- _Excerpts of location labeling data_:
● ● ● ●

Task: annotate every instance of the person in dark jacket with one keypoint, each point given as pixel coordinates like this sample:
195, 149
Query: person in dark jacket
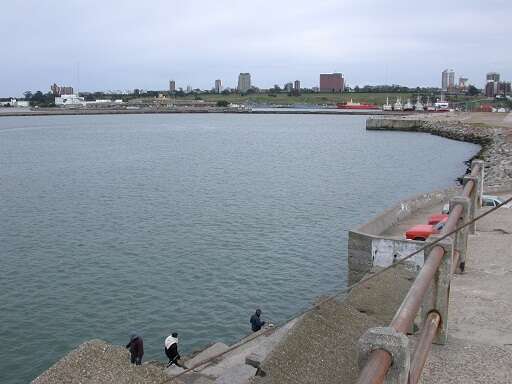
256, 322
136, 346
171, 350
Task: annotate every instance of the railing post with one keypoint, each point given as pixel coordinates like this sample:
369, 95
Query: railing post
394, 343
460, 243
474, 164
438, 296
473, 197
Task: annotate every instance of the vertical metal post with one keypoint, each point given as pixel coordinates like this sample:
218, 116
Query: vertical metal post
473, 197
438, 297
481, 175
460, 243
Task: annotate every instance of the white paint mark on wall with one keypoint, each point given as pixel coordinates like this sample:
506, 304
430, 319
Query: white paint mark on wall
386, 251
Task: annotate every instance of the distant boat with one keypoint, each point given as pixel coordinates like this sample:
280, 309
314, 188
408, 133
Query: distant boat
352, 105
429, 107
398, 105
442, 106
387, 106
408, 106
419, 105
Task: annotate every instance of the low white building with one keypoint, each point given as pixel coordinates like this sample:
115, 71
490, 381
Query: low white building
15, 103
70, 100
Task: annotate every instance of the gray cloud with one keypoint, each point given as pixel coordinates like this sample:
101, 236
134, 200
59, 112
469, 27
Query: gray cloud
128, 44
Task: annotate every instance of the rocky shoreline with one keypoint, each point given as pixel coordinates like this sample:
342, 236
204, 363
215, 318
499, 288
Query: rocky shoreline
495, 142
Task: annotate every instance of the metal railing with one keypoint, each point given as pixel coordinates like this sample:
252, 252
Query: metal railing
384, 352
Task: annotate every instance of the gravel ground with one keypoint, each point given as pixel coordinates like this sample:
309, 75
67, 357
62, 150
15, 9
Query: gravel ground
95, 362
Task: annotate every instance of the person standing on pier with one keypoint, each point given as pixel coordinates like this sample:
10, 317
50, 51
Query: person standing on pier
256, 322
171, 350
136, 346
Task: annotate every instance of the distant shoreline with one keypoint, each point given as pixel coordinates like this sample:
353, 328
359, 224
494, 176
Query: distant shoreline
275, 111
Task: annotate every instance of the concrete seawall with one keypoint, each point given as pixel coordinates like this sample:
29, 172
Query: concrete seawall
367, 247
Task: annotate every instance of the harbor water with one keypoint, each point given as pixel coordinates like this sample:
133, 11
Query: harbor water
186, 222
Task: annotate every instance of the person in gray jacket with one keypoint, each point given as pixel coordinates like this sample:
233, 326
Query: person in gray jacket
256, 322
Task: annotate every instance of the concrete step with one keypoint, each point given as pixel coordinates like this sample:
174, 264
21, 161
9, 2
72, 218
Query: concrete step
236, 374
208, 353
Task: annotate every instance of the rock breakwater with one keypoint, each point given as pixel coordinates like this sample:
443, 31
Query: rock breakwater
495, 142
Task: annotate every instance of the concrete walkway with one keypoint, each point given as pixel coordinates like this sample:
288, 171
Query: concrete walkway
231, 368
479, 348
322, 348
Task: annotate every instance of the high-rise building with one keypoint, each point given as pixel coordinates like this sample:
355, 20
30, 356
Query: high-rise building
448, 79
244, 82
332, 82
218, 86
493, 76
491, 88
504, 88
463, 83
58, 90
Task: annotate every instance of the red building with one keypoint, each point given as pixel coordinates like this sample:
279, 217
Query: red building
332, 82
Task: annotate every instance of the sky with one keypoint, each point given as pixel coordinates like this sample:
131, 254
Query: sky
121, 45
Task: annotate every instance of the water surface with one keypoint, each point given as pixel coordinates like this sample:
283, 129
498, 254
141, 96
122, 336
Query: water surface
186, 223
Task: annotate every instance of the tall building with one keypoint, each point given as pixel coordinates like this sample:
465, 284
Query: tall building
448, 79
58, 90
332, 82
504, 88
491, 88
493, 76
463, 83
244, 82
218, 86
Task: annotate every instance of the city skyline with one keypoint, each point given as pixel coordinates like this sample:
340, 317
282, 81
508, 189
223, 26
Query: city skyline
144, 46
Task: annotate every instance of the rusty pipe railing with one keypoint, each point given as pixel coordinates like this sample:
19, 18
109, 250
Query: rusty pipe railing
379, 361
423, 348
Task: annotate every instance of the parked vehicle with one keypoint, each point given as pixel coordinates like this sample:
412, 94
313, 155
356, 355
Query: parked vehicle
491, 201
422, 232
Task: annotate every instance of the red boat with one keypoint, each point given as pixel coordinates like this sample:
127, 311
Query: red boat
352, 105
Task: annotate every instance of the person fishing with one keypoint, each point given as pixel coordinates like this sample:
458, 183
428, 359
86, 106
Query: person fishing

● ● ● ●

- _Short exercise_: Everything from the line with "Task: annotate every instance of the rusty" through the last line of the material above should be echoed exactly, and nothing else.

- _Task output_:
Task: annotate every instance of the rusty pipe railing with one keypoint, each point given as pixel coordinates like this sample:
19, 18
109, 250
Query: rusty pipe railing
379, 361
423, 348
Task: annotate every instance of the parked vehicle with one keypoint, each point given as pixel coordinates like this sample:
412, 94
313, 155
356, 355
Query: parked vehicle
491, 201
422, 232
Task: annotate every instance of the red boat with one keypoint, each point given as pixel coordinates like this sample:
127, 311
Query: red boat
352, 105
Task: annotate every instance of the person fishing with one keypoint, each point given as pixel coordinates like this sample:
458, 183
428, 359
86, 106
Query: person fishing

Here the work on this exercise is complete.